Figure 6: Blocking the EMT attenuates the ability of DUSP4 overexpression to induce DOX resistance. (A-D) CCK-8 assay of the viability of GC cells transfected with the Twist siRNA or Twist siRNA + DUSP4 overexpressing plasmid treated with different concentrations of DOX. (E) EDU assay of the proliferation of GC cells transfected with the Twist siRNA or Twist siRNA + DUSP4 plasmid treated with their IC50 of DOX (NS: not significant).
Table 5: The viability of GC cells transfected with the Twist siRNA or Twist siRNA + DUSP4 overexpressing plasmid treated with different concentrations of DOX
cell lines | IC50(μg/ml) | |
|---|---|---|
Twist siRNA+ DOX | TwistsiRNA+DUSP4 plasmid + DOX | |
SGC7901 | 0.6835(0.6131 to 0.7540) | 0.5982(0.5448 to 0.6515) |
BGC | 0.5835(0.5047 to 0.6622) | 0.6311(0.5534 to 0.7088) |
KATO | 0.9308(0.7426 to 1.119) | 1.042(0.8521 to 1.233) |
mkn45 | 0.6126(0.5211 to 0.7040) | 0.5475(0.4976 to 0.5974) |
values show Doxorubicin concentration [μg/ml. mean (95% confidence intervals)].

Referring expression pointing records
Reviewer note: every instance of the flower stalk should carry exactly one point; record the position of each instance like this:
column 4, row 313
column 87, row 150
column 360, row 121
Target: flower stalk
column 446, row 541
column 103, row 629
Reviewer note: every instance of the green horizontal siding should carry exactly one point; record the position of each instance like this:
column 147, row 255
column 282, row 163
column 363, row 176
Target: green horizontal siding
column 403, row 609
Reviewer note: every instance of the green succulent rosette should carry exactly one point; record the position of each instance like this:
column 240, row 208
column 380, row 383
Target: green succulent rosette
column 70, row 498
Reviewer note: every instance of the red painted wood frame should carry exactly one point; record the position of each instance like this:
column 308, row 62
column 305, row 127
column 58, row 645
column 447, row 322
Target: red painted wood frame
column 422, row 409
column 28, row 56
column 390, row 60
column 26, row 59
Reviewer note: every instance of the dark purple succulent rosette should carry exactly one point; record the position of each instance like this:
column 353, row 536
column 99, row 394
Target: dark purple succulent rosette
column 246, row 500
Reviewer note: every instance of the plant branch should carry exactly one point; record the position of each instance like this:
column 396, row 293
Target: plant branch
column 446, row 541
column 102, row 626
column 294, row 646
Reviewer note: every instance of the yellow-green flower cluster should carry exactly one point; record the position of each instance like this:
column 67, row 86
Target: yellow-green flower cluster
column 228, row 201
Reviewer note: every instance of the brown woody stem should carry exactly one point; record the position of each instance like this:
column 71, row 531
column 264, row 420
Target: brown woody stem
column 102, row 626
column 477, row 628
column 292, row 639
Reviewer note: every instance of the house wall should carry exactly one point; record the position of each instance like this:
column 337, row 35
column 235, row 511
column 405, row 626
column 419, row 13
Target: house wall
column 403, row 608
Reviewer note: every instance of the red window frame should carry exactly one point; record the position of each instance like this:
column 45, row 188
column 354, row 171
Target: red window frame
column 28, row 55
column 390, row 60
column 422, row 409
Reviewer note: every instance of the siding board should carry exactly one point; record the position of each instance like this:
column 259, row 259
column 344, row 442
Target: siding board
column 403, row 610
---
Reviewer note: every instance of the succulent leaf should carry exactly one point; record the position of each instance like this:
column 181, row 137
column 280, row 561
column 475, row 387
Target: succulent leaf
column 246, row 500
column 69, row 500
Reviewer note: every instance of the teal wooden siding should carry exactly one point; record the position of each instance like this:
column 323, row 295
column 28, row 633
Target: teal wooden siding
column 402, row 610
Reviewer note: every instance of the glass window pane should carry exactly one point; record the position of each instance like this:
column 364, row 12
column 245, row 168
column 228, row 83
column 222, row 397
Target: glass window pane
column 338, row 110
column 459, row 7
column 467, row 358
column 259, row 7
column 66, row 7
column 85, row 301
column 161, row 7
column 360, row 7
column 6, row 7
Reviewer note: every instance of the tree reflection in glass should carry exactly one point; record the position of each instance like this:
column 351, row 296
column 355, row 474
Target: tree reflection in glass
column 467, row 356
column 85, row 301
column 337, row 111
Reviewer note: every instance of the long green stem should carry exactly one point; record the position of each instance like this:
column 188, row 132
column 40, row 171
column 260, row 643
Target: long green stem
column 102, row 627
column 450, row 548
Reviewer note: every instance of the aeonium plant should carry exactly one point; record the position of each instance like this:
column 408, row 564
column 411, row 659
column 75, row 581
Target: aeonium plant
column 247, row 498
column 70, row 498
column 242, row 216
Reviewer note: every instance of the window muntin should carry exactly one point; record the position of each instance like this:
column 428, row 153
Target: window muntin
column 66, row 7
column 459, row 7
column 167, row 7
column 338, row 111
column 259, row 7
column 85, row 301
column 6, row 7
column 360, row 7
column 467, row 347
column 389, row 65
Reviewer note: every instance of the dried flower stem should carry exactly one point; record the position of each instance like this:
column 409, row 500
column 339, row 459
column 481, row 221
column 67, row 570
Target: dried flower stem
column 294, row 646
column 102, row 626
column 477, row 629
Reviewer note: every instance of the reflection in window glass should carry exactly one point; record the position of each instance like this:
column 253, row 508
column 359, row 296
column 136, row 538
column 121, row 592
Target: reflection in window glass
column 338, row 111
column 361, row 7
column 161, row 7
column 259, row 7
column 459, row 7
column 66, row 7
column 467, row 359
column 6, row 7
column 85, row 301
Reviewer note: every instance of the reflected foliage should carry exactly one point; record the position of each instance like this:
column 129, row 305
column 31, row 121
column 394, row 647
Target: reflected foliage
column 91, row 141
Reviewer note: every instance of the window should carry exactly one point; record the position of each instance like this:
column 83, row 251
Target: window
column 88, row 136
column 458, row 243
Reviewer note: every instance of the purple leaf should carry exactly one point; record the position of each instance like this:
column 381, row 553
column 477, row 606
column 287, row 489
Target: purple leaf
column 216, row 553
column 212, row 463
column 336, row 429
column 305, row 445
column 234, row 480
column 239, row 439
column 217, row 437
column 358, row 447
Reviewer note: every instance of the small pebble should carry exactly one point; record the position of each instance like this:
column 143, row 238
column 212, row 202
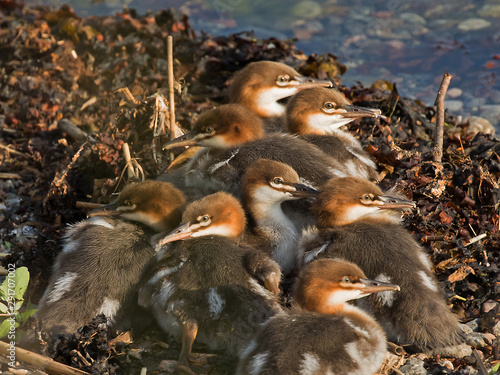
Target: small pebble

> **Work instructions**:
- 1) In the text on DUSP4 and doxorubicin resistance, what IC50 value is listed for KATO cells transfected with the Twist siRNA and treated with DOX?
- 2) Proceed with the text on DUSP4 and doxorubicin resistance from the point where it ends.
The records are separate material with no connection to the text on DUSP4 and doxorubicin resistance.

> **Task-by-task outputs**:
- 1) 0.9308 μg/ml, with a 95% confidence interval of 0.7426 to 1.119.

- 2)
As shown in Figure 4, hypoxia could induce the EMT and enhance DOX resistance in GC cells. We investigated whether knockdown of DUSP4 could reverse the hypoxia-induced EMT and hypoxia-mediated DOX resistance. Cell viability and proliferation assays revealed that knockdown of DUSP4 could alleviate hypoxia-mediated DOX resistance in GC cells (Figure 7A-7E, Table 6) (***P < 0.001). These data demonstrate that DUSP4 enhances DOX resistance by regulating the EMT in GC cells.
Figure 7: Knocking down DUSP4 reverses hypoxia-induced DOX resistance. (A-D) CCK-8 assay of the viability of GC cells exposed to hypoxia alone or hypoxia + DUSP4 siRNA treated with different concentrations of DOX. (E) EDU assay of the proliferation of GC cells exposed to hypoxia alone or hypoxia + DUSP4 siRNA treated with their IC50 of DOX (***P < 0.001).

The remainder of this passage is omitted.